▶ [WORK ORDER]
Set every record down again, exactly and completely.

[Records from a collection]
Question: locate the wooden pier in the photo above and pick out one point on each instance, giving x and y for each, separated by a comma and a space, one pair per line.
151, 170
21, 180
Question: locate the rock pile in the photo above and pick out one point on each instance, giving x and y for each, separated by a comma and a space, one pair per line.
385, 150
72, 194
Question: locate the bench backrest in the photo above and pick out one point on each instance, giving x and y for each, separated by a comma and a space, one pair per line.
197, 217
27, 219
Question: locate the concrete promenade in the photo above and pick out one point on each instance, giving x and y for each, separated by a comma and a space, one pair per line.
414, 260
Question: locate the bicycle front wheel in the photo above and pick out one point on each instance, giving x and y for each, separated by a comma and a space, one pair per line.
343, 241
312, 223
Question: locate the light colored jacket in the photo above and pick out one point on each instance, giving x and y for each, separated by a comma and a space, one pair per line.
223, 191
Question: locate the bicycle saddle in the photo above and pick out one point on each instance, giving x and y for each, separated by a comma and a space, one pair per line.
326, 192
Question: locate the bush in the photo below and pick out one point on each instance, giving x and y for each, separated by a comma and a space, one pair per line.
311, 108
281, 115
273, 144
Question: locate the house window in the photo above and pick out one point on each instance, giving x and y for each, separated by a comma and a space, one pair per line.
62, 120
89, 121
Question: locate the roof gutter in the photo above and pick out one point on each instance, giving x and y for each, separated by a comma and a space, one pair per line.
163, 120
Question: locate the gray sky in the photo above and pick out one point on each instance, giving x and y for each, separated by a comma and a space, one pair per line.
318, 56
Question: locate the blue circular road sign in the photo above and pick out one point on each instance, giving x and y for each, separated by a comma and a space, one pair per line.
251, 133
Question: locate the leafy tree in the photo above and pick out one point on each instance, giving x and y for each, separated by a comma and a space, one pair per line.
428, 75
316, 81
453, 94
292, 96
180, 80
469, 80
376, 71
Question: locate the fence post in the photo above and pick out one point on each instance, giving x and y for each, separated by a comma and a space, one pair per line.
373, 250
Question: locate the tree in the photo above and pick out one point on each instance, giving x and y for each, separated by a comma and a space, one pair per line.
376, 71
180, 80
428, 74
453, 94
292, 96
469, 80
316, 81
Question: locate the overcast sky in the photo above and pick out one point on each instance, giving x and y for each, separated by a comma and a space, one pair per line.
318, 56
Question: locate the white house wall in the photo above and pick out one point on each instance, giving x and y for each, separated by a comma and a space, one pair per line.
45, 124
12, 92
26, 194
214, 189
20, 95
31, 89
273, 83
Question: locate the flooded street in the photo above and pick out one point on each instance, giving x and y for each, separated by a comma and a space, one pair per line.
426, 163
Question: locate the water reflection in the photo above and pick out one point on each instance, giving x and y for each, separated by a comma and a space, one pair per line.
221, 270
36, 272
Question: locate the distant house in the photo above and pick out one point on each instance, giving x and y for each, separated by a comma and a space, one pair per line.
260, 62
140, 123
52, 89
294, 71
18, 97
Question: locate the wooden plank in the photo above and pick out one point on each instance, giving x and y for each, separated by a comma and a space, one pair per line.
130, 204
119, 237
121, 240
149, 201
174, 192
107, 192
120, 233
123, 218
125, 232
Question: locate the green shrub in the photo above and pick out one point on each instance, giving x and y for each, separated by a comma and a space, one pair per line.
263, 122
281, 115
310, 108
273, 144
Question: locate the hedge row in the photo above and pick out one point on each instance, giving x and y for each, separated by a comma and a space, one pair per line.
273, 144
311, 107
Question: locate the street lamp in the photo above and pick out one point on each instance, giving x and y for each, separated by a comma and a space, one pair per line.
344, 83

▶ [SOLUTION FOR THIS TASK]
Question: locate the wooden pier in the photo above and pick out one point on each instance, giving x and y for each, separated by a comma and a space, one pair per line.
151, 170
21, 180
Question: locate the rock pile in the photo above and pick out one point on each instance, giving x and y for each, separated by a comma and a space, one pair per line.
385, 150
72, 194
Question: locate the bench backrest in the photo above and pick out one point on each instance, giving x and y for each, separated by a comma and a space, one pair per line.
197, 217
27, 219
Question: locate the concrete promenade in the photo above and pick out one point on each instance, giving x and y for each, separated by a comma and a space, one pair per line.
414, 260
Question: locate the bicycle front wheel in the photo above and pick out one point on each instance, giving x and y for each, separated by a comma and a space, one pair per line.
343, 241
312, 223
Question: locate the light colored jacket in the photo above and pick out one point on each instance, giving x and y for each, separated by a comma and a space, one pair per line.
223, 191
Question: locate the bicycle saddle in the photo above and pick out one point on each instance, giving x and y for each, separated by a comma and a space, one pair per line.
326, 192
Question: locate the bush in the photo below and pick out one point on each instance, giving x and y for each, separated by a comma and a space, one pair per line.
311, 108
281, 115
273, 144
Question: locate the house window in the photo above and pick out one point on each instance, giving x and y for each, separated by a comma and a space, one pair per line.
62, 120
89, 121
Question: locate the roof gutter in the photo above and pick out one point on each instance, giving x and y for each, separated by a comma and a space, one pair per line.
163, 120
Question: locate the gray sky in the photo above and pick out one point on each instance, giving x and y for each, separated by a comma and a space, one pair per line.
318, 56
Question: locate the blue circular road sign in the photo above and pick out one point on each instance, giving x and y for each, separated by a comma and a space, one pair per line.
251, 133
Question: locate the leafy tree in the photo above and pick out one point on each instance, giving x and y for each, separated by a comma and a space, one pair per line.
428, 75
316, 81
453, 94
292, 96
180, 80
469, 80
376, 71
Question: locate the fence post in the photo above and pick out one point on each instance, giving x and y for each, separated by a comma and a space, one pair per line.
373, 250
Question: locate the tree in the photo above and pick out one point on each instance, giving x and y for each, separated by a comma and a space, one pair per line.
376, 71
180, 80
428, 74
453, 94
292, 96
469, 80
316, 81
Question: locate the overcast sky in the photo above and pick out one point on each instance, giving x and y for each, separated by a comma and a space, one pair per line.
318, 56
Question: locate the white house wall in the photo above and pick out one point on each instance, giving x and y for each, separated by a comma and a space, one pair per line.
45, 124
12, 92
26, 194
214, 189
20, 95
31, 89
273, 83
Question: locate the flooded street in the photo above and pick out one point on each instance, giving x and y for each, separated by a comma and a space, one pair per line.
426, 163
Question: locate the water reflection in the photo above and pick out one point on each instance, giving x and y for each, separated by a comma and a space, one pair per line.
221, 270
36, 272
Question: locate the distant house in the photo above and pick out one point on each instance, giving x and y for each, separated by a comma and a space, one pair per line.
260, 62
140, 123
52, 89
294, 71
18, 97
Question: locate the wooden plank in the photo above and pick out one point on each instance, giving x and y for each, separated by a comma and a space, one pair per line.
130, 204
119, 237
121, 240
149, 201
174, 192
107, 192
120, 233
123, 218
125, 232
Question: locate the green shrub in the photo above and pick out one point on each instance, giving x and y for each, separated by a comma and a space, one pair per line.
263, 122
281, 115
310, 108
273, 144
Question: locate the hedge row in the photo above and pick out one point on each instance, giving x and y for each, separated by a comma and a space, one pair per line.
273, 144
311, 107
Question: locate the street lamp in the photo above and pick out one point on each instance, giving x and y for each, separated by a comma and a space, one pair per line.
344, 83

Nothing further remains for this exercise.